Ghatak, a victim of partition himself, had channelized his own agony and poured it into his films. Almost all his works are fraught with partition motifs and symbolism. He believed that the Bengali lower middle class, with their bourgeois aspirations and petty middle class value system, are to be held responsible, for the social and cultural fragmentation that occurred in India.
Characters in Ghatak’s movies emerged stronger and bolder from the trauma that they were subjected to. After facing the horrific realities of partition and losing almost everything, these characters were now desperate to hold on to those they were left with. In this process, some lost themselves (Neeta in Meghe Dhaka Tara), some lost the ones they were living for (Ishwar in Subarnarekha) and some were united in the bond of love as a symbol of Ghatak’s hope to see the two Bengals reunited (Brigu and Anushuya in Komal Gandhar).

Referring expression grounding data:
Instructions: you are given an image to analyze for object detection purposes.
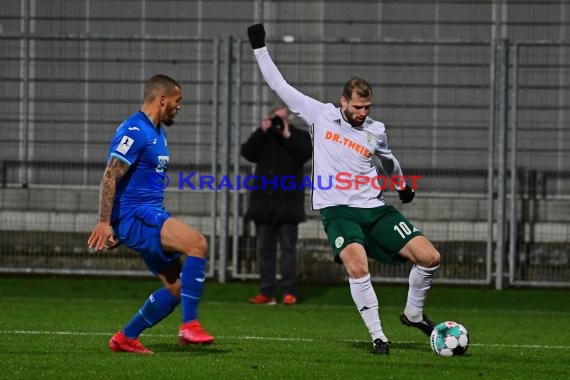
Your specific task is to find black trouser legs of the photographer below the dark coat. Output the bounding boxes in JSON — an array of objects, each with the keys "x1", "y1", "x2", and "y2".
[{"x1": 255, "y1": 223, "x2": 299, "y2": 297}]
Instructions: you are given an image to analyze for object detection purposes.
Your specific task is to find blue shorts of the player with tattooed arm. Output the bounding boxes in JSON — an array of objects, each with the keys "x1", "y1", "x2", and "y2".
[{"x1": 113, "y1": 206, "x2": 181, "y2": 274}]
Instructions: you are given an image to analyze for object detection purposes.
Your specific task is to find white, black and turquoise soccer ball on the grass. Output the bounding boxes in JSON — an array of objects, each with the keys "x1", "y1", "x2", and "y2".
[{"x1": 429, "y1": 321, "x2": 469, "y2": 356}]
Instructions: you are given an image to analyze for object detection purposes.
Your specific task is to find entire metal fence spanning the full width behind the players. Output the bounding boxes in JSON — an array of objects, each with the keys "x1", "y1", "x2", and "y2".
[{"x1": 0, "y1": 35, "x2": 570, "y2": 288}]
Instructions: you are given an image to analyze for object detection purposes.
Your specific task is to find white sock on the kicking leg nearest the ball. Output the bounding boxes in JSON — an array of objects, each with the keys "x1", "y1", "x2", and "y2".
[{"x1": 404, "y1": 265, "x2": 439, "y2": 322}]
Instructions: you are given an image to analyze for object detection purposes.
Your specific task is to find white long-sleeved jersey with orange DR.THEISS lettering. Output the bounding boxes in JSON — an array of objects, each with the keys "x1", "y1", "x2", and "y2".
[{"x1": 254, "y1": 47, "x2": 405, "y2": 210}]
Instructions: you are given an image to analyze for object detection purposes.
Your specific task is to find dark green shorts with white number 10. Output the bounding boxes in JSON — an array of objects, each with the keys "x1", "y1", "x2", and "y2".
[{"x1": 321, "y1": 205, "x2": 422, "y2": 264}]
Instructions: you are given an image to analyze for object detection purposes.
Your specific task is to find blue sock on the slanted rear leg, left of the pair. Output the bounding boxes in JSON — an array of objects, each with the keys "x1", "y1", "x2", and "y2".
[{"x1": 123, "y1": 288, "x2": 180, "y2": 338}]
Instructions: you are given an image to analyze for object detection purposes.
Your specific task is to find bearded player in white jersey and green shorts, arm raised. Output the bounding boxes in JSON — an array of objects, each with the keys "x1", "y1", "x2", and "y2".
[{"x1": 247, "y1": 24, "x2": 440, "y2": 354}]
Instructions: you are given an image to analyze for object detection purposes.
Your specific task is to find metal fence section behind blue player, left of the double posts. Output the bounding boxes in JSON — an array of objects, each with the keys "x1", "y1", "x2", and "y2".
[{"x1": 0, "y1": 35, "x2": 221, "y2": 275}]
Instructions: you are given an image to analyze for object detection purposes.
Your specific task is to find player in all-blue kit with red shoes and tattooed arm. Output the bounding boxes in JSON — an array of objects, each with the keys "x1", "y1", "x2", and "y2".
[{"x1": 87, "y1": 74, "x2": 214, "y2": 354}]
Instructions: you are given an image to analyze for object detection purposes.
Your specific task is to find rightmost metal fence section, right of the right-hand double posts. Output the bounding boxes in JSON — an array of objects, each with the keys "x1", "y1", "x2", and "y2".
[{"x1": 506, "y1": 41, "x2": 570, "y2": 286}]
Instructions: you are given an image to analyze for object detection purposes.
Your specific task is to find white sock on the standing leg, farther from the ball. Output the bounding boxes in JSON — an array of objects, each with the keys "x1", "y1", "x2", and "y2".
[{"x1": 348, "y1": 274, "x2": 388, "y2": 342}]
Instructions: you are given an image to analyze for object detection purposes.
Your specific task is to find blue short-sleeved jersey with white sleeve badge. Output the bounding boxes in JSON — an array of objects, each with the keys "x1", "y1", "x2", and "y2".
[{"x1": 107, "y1": 111, "x2": 168, "y2": 220}]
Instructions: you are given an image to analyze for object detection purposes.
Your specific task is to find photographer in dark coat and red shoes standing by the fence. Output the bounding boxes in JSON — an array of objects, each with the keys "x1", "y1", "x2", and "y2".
[{"x1": 241, "y1": 106, "x2": 312, "y2": 305}]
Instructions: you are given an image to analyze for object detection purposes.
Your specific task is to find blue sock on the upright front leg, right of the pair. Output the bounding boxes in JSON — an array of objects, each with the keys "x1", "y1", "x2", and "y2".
[{"x1": 180, "y1": 256, "x2": 206, "y2": 323}]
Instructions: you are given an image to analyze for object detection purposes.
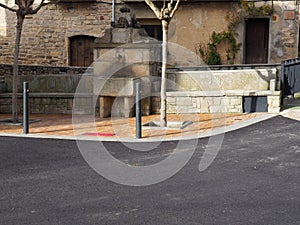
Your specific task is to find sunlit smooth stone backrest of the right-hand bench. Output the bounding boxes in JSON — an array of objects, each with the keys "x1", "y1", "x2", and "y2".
[{"x1": 168, "y1": 68, "x2": 280, "y2": 92}]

What is needed:
Summarize the passage on Ghatak's partition films in two sentences.

Response to this exercise:
Ghatak, himself a victim of partition, poured his agony into films that are almost all full of partition motifs and symbolism, and he held the Bengali lower middle class responsible for India's social and cultural fragmentation. His characters emerged stronger and bolder from their trauma and desperately held on to those they had left: some lost themselves, some lost the ones they lived for, and some were united in love as a symbol of his hope that the two Bengals would be reunited.